Copy, without any change, the lines from the one that holds "Place a dot on every instance of the yucca" through the final line of the material below.
_ _ _ _
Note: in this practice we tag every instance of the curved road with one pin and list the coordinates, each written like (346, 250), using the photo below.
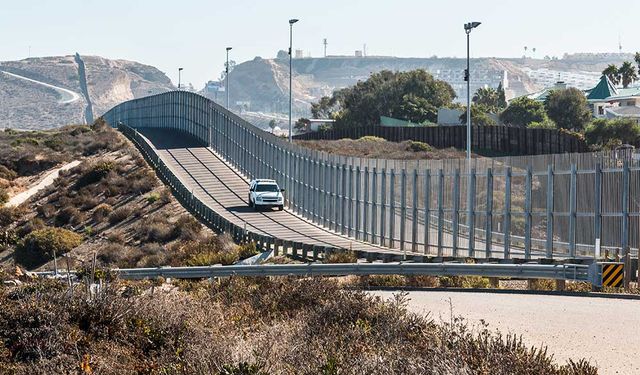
(67, 96)
(224, 190)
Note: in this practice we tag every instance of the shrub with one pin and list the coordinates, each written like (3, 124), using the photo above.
(187, 228)
(9, 215)
(101, 212)
(211, 250)
(6, 173)
(119, 215)
(341, 256)
(40, 246)
(416, 146)
(69, 215)
(153, 198)
(116, 237)
(247, 250)
(30, 226)
(156, 232)
(607, 133)
(371, 138)
(95, 174)
(464, 282)
(4, 196)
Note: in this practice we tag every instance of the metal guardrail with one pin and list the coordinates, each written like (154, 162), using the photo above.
(525, 271)
(551, 206)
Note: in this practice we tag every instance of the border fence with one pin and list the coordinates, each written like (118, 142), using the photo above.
(510, 140)
(531, 207)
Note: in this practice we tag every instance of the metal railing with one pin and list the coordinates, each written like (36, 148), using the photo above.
(545, 206)
(523, 271)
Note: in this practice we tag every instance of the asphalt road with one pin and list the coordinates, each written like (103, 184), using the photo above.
(603, 330)
(67, 96)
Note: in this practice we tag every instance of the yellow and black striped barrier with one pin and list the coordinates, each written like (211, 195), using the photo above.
(613, 274)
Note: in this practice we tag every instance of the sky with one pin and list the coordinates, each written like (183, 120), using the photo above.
(193, 34)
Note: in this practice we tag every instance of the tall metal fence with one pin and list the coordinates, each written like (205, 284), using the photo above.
(545, 206)
(511, 140)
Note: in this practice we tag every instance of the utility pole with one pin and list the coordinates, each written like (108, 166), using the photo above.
(291, 22)
(226, 77)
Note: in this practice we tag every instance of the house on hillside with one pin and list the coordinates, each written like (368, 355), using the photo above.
(607, 101)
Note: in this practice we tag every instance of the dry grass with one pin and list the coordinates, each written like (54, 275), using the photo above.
(246, 326)
(380, 148)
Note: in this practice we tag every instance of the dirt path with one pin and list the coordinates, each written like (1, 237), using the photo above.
(48, 179)
(605, 331)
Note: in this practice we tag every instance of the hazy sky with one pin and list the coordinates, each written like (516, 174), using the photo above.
(194, 34)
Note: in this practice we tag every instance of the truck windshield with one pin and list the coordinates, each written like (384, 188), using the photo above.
(267, 188)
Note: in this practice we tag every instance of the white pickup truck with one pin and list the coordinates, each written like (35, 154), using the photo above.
(265, 193)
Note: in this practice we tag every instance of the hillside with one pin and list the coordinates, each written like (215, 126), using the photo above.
(48, 92)
(111, 206)
(261, 84)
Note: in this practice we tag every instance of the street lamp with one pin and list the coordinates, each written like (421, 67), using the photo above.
(226, 84)
(470, 180)
(291, 22)
(467, 77)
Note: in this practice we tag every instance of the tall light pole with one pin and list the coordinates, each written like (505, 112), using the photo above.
(467, 77)
(226, 84)
(291, 22)
(470, 172)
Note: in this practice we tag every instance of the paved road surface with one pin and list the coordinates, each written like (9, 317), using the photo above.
(605, 331)
(225, 191)
(20, 198)
(67, 96)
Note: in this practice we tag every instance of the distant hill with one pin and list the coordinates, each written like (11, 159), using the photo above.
(48, 92)
(262, 85)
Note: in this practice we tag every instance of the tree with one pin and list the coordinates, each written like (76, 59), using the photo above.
(327, 107)
(604, 133)
(523, 111)
(568, 108)
(611, 71)
(627, 73)
(502, 101)
(414, 96)
(487, 97)
(479, 116)
(302, 125)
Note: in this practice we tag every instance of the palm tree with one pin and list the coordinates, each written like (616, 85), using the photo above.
(612, 73)
(486, 96)
(628, 74)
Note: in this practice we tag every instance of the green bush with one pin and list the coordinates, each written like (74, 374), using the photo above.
(247, 250)
(119, 215)
(40, 246)
(603, 133)
(341, 257)
(6, 173)
(101, 212)
(4, 196)
(69, 215)
(371, 138)
(95, 174)
(9, 215)
(416, 146)
(153, 198)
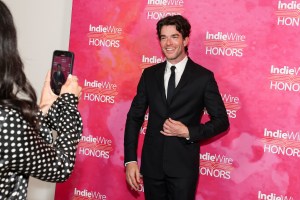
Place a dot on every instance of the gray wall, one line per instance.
(42, 27)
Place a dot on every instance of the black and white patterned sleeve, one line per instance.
(30, 154)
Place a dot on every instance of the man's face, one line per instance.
(172, 44)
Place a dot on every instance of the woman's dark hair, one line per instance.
(15, 89)
(182, 26)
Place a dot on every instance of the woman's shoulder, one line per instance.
(6, 111)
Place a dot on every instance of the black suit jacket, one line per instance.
(174, 156)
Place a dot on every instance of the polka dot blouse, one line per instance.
(24, 152)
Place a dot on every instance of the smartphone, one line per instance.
(62, 66)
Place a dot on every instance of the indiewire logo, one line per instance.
(232, 104)
(272, 196)
(105, 36)
(288, 14)
(149, 61)
(88, 194)
(218, 166)
(99, 147)
(285, 78)
(157, 9)
(224, 44)
(282, 142)
(99, 91)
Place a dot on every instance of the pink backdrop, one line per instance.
(252, 47)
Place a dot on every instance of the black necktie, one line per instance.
(171, 84)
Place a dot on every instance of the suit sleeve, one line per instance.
(216, 110)
(134, 121)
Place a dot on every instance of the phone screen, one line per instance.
(62, 66)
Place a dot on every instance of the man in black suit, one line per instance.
(170, 155)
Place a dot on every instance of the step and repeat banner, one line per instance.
(253, 48)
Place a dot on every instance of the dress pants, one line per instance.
(170, 188)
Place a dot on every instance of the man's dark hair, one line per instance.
(182, 26)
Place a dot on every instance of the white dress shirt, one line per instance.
(178, 72)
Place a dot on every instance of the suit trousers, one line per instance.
(170, 188)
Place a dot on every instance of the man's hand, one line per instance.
(133, 175)
(175, 128)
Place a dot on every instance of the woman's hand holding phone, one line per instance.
(47, 97)
(71, 86)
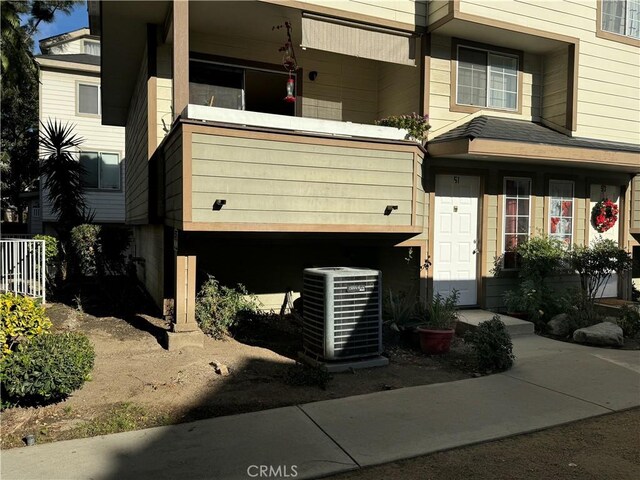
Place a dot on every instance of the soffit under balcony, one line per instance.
(504, 35)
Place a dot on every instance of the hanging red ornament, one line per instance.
(290, 98)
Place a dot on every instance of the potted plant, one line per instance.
(439, 321)
(415, 124)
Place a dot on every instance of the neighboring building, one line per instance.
(70, 93)
(534, 108)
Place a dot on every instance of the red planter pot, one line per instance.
(435, 342)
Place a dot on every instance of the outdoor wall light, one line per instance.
(389, 209)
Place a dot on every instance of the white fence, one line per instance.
(22, 267)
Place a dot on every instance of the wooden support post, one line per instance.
(185, 295)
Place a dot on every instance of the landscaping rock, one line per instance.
(559, 325)
(221, 369)
(605, 333)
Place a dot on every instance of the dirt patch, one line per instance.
(137, 383)
(603, 448)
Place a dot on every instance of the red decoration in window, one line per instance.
(604, 215)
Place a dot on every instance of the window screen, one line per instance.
(88, 99)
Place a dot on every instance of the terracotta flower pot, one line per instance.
(435, 342)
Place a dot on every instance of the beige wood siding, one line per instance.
(412, 12)
(609, 71)
(554, 98)
(266, 181)
(149, 245)
(137, 184)
(398, 90)
(68, 48)
(635, 205)
(440, 115)
(173, 168)
(58, 94)
(164, 92)
(346, 88)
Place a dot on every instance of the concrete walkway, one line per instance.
(552, 383)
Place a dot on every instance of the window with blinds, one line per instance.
(487, 79)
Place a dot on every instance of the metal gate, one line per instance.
(22, 267)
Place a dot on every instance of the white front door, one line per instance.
(599, 192)
(455, 237)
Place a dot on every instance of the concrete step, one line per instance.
(469, 319)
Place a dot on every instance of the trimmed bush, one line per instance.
(46, 369)
(21, 318)
(87, 248)
(220, 308)
(492, 345)
(629, 321)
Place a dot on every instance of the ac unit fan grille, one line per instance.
(355, 329)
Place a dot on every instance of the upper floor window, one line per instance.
(621, 17)
(89, 99)
(101, 170)
(487, 79)
(91, 47)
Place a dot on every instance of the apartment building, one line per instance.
(70, 93)
(534, 108)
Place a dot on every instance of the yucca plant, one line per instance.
(63, 172)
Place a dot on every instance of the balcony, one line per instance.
(229, 170)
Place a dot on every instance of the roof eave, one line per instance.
(503, 150)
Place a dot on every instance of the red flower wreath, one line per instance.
(604, 215)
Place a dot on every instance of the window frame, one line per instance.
(504, 216)
(100, 152)
(88, 84)
(607, 35)
(573, 209)
(454, 106)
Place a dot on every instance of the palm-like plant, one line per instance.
(63, 172)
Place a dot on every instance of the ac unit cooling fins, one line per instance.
(342, 313)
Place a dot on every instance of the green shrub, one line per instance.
(417, 125)
(50, 247)
(399, 309)
(47, 368)
(441, 313)
(581, 311)
(87, 248)
(538, 258)
(219, 308)
(596, 263)
(492, 346)
(629, 321)
(21, 318)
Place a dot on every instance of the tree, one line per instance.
(63, 173)
(19, 94)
_ _ _ _
ANSWER BOX:
Place a dot on every instance of the yucca plant, one line per instance.
(63, 172)
Place a dot on every instance of the balcony, one line per instance.
(229, 170)
Place a dot on every instance of the roof eave, one line per instance.
(503, 150)
Place a dot on every instance of the red flower wreath, one line per instance.
(604, 215)
Place a dot on every instance of the window frame, one line per instance.
(504, 216)
(100, 152)
(88, 84)
(607, 35)
(573, 209)
(454, 106)
Place a dot on every instance of the palm-like plant, one line per instance.
(63, 172)
Place a dot on every instance of the ac unit cooling fins, one line per instance.
(342, 313)
Place a dot on every instance of the green shrub, one line per instance.
(417, 125)
(50, 247)
(399, 309)
(47, 368)
(441, 313)
(581, 311)
(87, 248)
(538, 258)
(219, 308)
(596, 263)
(492, 346)
(629, 321)
(21, 318)
Place a dot on every instance of the tree, one line per instance.
(63, 173)
(19, 94)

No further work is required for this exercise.